··· Provided passage
June 5th Election Day Results – The IVA Recap

Posted by & filed under 2012 Election, An Independent Viewpoint, Citizens United, Controlled by Parties, Independent Candidates, Political Polls, Role of Independent Voters, Swing Voters, The IVA Angle, Wisconsin Recall

results

 

LOW TURNOUT: In a primary day marked by historically low turnout across the country (excepting Wisconsin), several noted Independent and Third Party candidates came up short in California’s new “top two” open primary system. Although 197,633* California voters cast ballots for No Party Preference, Green, and Libertarian candidates in open primaries around the State, several well financed Independent candidates considered contenders did not advance to a November runoff election, finishing in third place or lower when the votes were tallied.

WISCONSIN: One exception to the low turnout trend was the Wisconsin Recall election, where incumbent Governor Scott Walker survived a challenge by Democrat Tom Barrett by a wider margin than many pundits expected. Independent candidate (and frankly, sideshow) Hari Trivedi managed to garner 1% of votes cast, and his campaign will likely be remembered more for the puzzling low production value Super Bowl Commercial he ran than his overall candidacy.

OUTSIDE MONEY: At least $63.5 million dollars were spent by Candidates and Independent groups in the Wisconsin Recall, and what’s even more troubling is how much of it came from out of state. Although “soft money” has been a problem in politics since well before Citizens United, Governor Walker’s ability to pull in campaign cash from out of state allowed him to outspend Barrett by a margin of at least 7.5-1, ensuring a comfortable victory. The outside spending in the Wisconsin Recall was so obscene that even noted Republican figures like Greta Van Susteren complained, despite the fact that it was in her personal electoral interest. The following graphic showing the amount of Wisconsin versus out of state recall spending speaks for itself, and is certainly troubling for our Democracy as a whole.

BLOOMFIELD: Only one Independent, Bill Bloomfield of California’s 33rd Congressional district advanced to the November runoff ballot in a contested primary. However, Broomfield could very well be called an IINO (Independent in name only), as he defected from the GOP in 2011 and was endorsed by John McCain, Pete Wilson, and several other prominent California GOP figures. Stay tuned this summer to see if Broomfield continues to preach the no party preference gospel, or if he reveals his true colors as a Republican in Independent’s clothing.
······
··· Given data
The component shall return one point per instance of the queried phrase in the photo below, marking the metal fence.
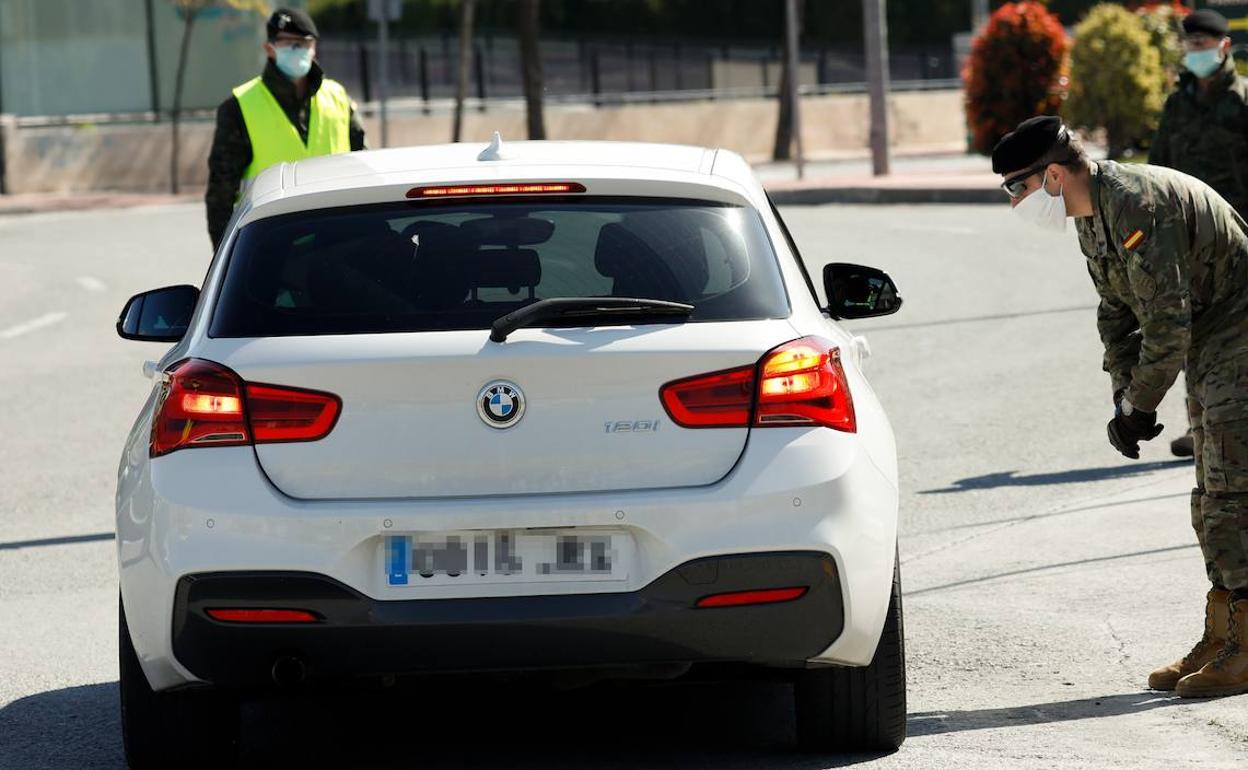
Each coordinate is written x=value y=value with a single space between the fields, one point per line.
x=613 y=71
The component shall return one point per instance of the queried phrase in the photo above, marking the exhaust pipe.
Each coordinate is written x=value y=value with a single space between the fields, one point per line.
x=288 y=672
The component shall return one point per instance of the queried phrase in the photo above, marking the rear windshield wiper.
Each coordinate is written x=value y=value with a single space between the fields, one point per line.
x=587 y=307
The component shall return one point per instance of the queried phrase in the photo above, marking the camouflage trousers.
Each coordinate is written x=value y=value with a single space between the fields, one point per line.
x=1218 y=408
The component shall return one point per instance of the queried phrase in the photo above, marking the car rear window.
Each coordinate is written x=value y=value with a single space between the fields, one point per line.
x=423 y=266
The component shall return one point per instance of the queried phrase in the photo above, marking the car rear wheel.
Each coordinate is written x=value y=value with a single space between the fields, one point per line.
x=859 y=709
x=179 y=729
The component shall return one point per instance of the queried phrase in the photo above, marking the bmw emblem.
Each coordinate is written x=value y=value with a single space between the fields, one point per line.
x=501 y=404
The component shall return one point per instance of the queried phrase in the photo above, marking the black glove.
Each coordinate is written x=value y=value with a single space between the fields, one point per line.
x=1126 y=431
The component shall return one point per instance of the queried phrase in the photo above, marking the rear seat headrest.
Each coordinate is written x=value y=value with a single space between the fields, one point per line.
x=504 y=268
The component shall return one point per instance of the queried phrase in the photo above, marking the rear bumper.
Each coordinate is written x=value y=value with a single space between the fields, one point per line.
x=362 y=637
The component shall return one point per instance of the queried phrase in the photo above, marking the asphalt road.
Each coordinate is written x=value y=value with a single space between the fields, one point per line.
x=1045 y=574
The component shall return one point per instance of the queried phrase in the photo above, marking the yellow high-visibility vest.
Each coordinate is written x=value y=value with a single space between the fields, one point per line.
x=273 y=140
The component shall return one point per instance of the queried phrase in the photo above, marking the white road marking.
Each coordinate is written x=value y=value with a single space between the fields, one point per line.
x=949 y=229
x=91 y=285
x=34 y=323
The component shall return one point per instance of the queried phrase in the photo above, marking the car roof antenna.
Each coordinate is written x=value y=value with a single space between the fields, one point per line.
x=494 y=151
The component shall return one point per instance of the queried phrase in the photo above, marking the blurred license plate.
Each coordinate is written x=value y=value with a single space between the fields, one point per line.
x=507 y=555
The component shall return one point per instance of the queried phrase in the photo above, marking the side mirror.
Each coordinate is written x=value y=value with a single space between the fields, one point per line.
······
··· Given data
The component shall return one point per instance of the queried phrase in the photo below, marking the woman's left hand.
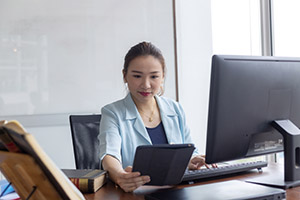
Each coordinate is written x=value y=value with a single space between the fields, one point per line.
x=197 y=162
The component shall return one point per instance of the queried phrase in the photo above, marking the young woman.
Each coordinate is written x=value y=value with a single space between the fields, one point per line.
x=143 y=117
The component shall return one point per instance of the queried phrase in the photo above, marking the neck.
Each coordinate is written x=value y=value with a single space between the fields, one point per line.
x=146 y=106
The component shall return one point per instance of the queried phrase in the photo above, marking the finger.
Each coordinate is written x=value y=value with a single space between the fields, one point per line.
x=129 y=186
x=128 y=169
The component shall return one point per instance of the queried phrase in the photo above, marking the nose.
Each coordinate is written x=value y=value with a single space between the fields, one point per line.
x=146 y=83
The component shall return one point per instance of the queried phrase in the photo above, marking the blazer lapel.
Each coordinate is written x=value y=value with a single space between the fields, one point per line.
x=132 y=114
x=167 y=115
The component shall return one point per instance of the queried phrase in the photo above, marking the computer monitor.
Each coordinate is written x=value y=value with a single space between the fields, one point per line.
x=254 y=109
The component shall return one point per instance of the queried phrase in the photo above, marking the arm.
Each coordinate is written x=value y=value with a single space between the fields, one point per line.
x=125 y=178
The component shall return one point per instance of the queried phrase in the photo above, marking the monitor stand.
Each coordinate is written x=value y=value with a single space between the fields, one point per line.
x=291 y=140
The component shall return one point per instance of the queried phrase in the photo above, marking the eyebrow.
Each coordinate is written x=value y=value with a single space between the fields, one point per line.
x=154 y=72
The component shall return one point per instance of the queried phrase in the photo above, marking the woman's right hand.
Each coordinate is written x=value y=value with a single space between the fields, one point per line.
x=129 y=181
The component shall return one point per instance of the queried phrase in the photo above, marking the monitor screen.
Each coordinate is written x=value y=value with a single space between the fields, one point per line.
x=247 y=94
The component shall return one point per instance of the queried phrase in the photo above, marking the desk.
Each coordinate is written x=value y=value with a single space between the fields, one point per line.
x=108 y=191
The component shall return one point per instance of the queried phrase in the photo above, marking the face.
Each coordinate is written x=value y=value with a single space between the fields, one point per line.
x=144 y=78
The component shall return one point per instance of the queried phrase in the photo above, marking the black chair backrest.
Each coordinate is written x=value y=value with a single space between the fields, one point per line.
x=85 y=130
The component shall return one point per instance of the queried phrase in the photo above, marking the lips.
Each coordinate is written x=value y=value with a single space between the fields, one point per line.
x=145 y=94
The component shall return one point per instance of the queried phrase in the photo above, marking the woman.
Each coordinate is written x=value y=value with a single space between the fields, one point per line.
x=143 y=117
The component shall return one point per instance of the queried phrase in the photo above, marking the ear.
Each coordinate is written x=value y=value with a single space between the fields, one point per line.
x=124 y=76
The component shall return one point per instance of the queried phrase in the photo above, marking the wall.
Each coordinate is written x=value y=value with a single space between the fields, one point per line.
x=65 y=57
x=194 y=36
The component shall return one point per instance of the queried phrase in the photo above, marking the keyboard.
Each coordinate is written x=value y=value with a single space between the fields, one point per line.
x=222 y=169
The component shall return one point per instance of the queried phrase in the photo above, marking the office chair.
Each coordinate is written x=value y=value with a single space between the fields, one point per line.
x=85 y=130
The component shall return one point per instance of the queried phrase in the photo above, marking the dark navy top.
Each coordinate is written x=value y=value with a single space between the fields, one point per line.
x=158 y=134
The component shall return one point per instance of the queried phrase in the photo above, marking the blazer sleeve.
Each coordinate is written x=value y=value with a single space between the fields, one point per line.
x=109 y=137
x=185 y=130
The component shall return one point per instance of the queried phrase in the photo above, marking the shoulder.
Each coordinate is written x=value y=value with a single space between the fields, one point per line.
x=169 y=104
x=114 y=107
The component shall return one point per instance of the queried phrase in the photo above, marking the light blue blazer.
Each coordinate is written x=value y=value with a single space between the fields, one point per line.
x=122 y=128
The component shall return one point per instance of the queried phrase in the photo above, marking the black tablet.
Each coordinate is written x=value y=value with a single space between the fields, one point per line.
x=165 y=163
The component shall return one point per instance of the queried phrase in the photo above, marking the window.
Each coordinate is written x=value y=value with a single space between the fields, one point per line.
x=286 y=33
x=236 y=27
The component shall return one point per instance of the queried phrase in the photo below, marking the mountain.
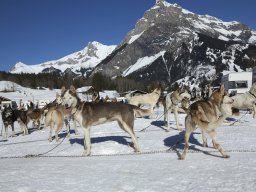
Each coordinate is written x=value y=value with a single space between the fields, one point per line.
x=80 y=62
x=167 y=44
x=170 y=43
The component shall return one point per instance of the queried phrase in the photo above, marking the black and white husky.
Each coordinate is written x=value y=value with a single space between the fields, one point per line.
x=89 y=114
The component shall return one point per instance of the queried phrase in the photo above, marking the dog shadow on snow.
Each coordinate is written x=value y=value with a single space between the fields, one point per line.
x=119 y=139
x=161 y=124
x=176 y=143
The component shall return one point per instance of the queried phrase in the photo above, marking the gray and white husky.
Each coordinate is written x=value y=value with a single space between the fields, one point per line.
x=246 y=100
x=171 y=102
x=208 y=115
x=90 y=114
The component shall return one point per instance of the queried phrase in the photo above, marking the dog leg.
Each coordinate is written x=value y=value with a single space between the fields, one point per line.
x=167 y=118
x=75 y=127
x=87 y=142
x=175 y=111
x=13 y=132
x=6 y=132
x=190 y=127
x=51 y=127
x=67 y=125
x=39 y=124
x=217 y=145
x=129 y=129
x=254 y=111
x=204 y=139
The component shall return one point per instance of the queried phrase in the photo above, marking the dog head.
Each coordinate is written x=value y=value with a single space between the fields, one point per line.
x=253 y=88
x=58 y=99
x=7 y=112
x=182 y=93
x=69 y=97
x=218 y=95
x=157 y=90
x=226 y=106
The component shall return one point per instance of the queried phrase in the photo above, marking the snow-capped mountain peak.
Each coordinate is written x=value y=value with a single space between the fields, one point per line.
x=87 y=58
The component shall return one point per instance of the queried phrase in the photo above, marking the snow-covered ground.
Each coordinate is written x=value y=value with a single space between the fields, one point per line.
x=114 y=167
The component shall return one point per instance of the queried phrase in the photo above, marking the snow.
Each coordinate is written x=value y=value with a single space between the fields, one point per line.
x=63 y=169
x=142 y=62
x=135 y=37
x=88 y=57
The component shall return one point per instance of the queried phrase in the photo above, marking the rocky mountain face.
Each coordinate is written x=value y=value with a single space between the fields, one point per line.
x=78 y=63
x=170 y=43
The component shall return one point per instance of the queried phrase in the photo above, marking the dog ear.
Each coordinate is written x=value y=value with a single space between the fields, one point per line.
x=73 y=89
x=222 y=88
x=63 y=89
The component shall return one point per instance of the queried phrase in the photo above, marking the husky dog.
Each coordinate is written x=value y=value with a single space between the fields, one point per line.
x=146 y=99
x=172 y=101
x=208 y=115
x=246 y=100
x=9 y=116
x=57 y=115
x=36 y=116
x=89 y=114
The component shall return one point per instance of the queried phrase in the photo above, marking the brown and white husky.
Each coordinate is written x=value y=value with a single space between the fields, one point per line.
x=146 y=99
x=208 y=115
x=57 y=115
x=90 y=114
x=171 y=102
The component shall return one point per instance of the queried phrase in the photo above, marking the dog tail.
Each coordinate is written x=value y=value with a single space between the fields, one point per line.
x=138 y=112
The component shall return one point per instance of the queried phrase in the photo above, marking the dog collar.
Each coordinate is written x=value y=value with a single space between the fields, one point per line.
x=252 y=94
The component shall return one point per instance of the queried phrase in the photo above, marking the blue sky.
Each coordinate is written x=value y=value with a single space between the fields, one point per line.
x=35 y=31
······
Task objective:
Please pull the passage from the election recap that runs from "LOW TURNOUT: In" up to and including "votes were tallied.", copying it word for word.

Task answer:
LOW TURNOUT: In a primary day marked by historically low turnout across the country (excepting Wisconsin), several noted Independent and Third Party candidates came up short in California’s new “top two” open primary system. Although 197,633* California voters cast ballots for No Party Preference, Green, and Libertarian candidates in open primaries around the State, several well financed Independent candidates considered contenders did not advance to a November runoff election, finishing in third place or lower when the votes were tallied.